TEXTE À ANALYSER:
𝗥𝗲́𝘀𝗶𝗹𝗶𝗲𝗻𝗰𝗲 𝗰𝗹𝗶𝗺𝗮𝘁𝗶𝗾𝘂𝗲
Ces forêts ne sont pas seulement des sanctuaires de vie sauvage ; elles sont le château d’eau de notre pays. Elles jouent un rôle vital dans le maintien de l’humidité et du régime des pluies, y compris sur les hauts plateaux. A l’heure où Madagascar fait partie des 5 pays les plus menacés par le réchauffement climatique, il est vital de préserver les derniers grands blocs forestiers, car il est prouvé que leur évaporation contribue à nourrir les nuages. En outre, le corridor forestier CAZ alimente en eau les grandes vallées de l’Alaotra (l’un des greniers à riz de Madagascar) et les plaines rizicoles des environs de Toamasina. En fractionnant des blocs forestiers vitaux et en impactant 69 cours d’eau, le tracé proposé réduirait la résilience climatique et agricole de Madagascar.
𝗥𝗲́𝗽𝘂𝘁𝗮𝘁𝗶𝗼𝗻 𝗶𝗻𝘁𝗲𝗿𝗻𝗮𝘁𝗶𝗼𝗻𝗮𝗹𝗲
La préservation des dernières forêts primaires de Madagascar est une priorité reconnue mondialement. Si une autoroute venait à détruire la forêt à grande échelle, cela affecterait profondément l’image du pays sur la scène internationale. Quelle serait alors la crédibilité de Madagascar pour obtenir des crédits internationaux au titre de la résilience, de la durabilité, du climat, de la protection des forêts et du carbone ? Le pays perdrait toute chance de se positionner comme un champion sur ces sujets, qui sont pourtant en plein essor. Cela affecterait aussi l’image du pays en tant que destination d’écotourisme.
𝗧𝗿𝗮𝗻𝘀𝗽𝗮𝗿𝗲𝗻𝗰𝗲 𝗱𝘂 𝗳𝗶𝗻𝗮𝗻𝗰𝗲𝗺𝗲𝗻𝘁
Les informations disponibles indiquent que le budget est de 920 millions de dollars, dont 20% pris en charge par l’Etat malgache, soit 184 millions de dollars. La société civile et la population sont en droit de demander d’où vient cette somme, alors que des besoins très urgents en matière de santé, d’éducation et de sécurité alimentaire ne sont pas satisfaits. Par ailleurs à ce jour, aucune information n’a été rendue publique sur les 80% restants, soit 736 millions de dollars. L’Etat va-t-il alourdir l’endettement du pays de cette énorme somme ? Quel bailleur acceptera de financer un projet détruisant la forêt primaire ? Ces questions sont majeures pour la viabilité du projet et pour le pays. Elles appellent des clarifications urgentes.

ENREGISTREMENTS PRÉSENTÉS:

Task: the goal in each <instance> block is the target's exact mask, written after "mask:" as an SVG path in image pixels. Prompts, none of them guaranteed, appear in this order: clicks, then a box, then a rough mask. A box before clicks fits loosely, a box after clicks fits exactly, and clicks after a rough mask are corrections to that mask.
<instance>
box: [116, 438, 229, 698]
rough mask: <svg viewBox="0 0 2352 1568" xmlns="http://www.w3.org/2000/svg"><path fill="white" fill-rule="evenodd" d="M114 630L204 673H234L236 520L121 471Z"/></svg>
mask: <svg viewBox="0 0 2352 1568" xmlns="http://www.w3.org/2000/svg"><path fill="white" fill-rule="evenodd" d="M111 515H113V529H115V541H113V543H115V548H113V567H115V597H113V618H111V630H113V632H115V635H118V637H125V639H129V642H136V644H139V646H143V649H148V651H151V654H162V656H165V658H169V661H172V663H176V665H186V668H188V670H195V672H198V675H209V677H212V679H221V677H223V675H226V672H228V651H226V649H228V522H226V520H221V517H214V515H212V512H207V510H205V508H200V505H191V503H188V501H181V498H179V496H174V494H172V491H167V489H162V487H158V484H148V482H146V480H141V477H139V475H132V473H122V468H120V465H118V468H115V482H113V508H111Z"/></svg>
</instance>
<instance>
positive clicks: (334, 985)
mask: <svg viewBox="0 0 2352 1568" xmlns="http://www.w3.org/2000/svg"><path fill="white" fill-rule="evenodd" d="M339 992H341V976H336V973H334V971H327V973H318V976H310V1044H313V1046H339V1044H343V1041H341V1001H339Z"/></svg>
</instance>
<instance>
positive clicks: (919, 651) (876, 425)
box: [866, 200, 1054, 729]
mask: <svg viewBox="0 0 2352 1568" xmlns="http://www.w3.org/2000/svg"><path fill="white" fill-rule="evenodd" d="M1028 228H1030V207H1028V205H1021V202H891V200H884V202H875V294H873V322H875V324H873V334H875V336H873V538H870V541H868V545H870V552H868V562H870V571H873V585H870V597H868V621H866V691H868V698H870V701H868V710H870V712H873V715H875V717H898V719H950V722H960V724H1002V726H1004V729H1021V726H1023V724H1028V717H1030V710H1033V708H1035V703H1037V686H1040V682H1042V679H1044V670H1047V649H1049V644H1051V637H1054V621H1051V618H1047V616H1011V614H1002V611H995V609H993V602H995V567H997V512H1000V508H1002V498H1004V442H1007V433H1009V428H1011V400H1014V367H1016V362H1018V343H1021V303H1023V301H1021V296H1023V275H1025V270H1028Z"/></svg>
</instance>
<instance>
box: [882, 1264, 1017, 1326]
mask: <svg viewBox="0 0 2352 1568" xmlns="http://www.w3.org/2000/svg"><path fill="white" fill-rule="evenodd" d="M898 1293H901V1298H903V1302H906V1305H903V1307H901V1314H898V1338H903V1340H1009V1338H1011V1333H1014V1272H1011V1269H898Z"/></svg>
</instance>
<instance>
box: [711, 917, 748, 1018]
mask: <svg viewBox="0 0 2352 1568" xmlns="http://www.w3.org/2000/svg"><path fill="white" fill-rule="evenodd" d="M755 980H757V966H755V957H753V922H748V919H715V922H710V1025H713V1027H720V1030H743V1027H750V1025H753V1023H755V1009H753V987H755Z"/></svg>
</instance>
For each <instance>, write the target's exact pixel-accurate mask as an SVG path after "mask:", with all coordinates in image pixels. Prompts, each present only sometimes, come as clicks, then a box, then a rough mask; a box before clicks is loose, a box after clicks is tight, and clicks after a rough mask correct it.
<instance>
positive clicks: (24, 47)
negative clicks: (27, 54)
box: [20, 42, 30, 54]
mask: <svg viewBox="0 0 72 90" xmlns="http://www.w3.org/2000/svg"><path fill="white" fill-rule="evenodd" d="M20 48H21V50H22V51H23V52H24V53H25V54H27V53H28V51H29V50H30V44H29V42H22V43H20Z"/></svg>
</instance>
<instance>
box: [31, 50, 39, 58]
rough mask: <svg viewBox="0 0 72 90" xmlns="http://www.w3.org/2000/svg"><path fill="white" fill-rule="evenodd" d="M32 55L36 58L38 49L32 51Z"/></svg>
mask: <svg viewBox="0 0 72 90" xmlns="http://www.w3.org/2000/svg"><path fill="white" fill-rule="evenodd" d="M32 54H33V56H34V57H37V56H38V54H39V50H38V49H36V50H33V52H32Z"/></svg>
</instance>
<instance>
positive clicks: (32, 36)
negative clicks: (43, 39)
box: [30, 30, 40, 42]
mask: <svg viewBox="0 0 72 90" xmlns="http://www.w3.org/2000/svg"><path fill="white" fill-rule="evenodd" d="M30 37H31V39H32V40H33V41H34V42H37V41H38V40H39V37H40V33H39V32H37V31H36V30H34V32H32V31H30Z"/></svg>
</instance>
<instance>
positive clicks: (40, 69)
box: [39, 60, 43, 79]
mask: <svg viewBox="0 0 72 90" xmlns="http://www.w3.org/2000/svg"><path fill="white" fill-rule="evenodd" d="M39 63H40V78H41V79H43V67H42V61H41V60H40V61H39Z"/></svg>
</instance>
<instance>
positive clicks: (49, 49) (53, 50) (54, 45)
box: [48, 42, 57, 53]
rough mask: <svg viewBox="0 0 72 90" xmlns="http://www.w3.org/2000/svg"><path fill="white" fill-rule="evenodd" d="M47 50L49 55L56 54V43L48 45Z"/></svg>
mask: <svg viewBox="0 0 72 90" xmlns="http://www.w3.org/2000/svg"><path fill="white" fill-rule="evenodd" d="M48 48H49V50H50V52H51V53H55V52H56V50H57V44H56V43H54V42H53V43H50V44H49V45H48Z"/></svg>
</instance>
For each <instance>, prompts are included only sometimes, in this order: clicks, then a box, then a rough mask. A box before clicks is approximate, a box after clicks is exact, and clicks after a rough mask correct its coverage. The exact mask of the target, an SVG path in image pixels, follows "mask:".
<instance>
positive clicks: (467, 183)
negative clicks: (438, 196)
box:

TÂCHES À RÉALISER:
1/ D'après le texte sur les forêts de Madagascar, quel est le budget total annoncé pour le projet ?
2/ Dans le texte sur les forêts de Madagascar, reprenez sous forme de liste le paragraphe qui commence par « La préservation des dernières forêts primaires », en gardant ses faits principaux.
3/ Prolongez le texte sur les forêts de Madagascar à partir de sa dernière phrase.

RÉPONSES PAR NUMÉRO:
1/ 920 millions de dollars.

2/
- La préservation des dernières forêts primaires de Madagascar est une priorité reconnue dans le monde entier.
- Une autoroute qui détruirait la forêt à grande échelle nuirait fortement à l'image du pays à l'international.
- Madagascar perdrait sa crédibilité pour obtenir des crédits internationaux liés à la résilience, à la durabilité, au climat, à la protection des forêts et au carbone.
- Le pays n'aurait plus aucune chance de se poser en champion sur ces sujets, pourtant en plein essor.
- Son image de destination d'écotourisme en souffrirait aussi.

3/
𝗖𝗼𝗻𝗳𝗼𝗿𝗺𝗶𝘁𝗲́ 𝗲𝘁 𝗯𝗼𝗻𝗻𝗲 𝗴𝗼𝘂𝘃𝗲𝗿𝗻𝗮𝗻𝗰𝗲
Le projet tel qu’il est conduit à ce jour est préoccupant en termes de gouvernance. Le choix de l’entreprise Samcrete ne paraît pas avoir fait l’objet d’un appel d’offres, et les garanties manquent sur l’expérience et la capacité de cette entreprise à réaliser un tel projet. Des étapes fondamentales apparaissent très lacunaires, en particulier l’évaluation intégrale de l’impact environnemental et social, les consultations publiques et le recueil du consentement libre, préalable et informé des communautés concernées.
De plus, le tracé connu à ce jour irait directement à l’encontre des engagements pris par Madagascar au niveau international, que ce soit sur la réduction de la pauvreté, la protection des forêts et de la biodiversité, ou la lutte contre le réchauffement climatique et ses impacts. De même, le projet est en incohérence avec des cadres nationaux très importants, tels que la Charte de l’Environnement, le Décret de Mise En Conformité des Investissements avec l’Environnement (MECIE) et le Code des Aires Protégées.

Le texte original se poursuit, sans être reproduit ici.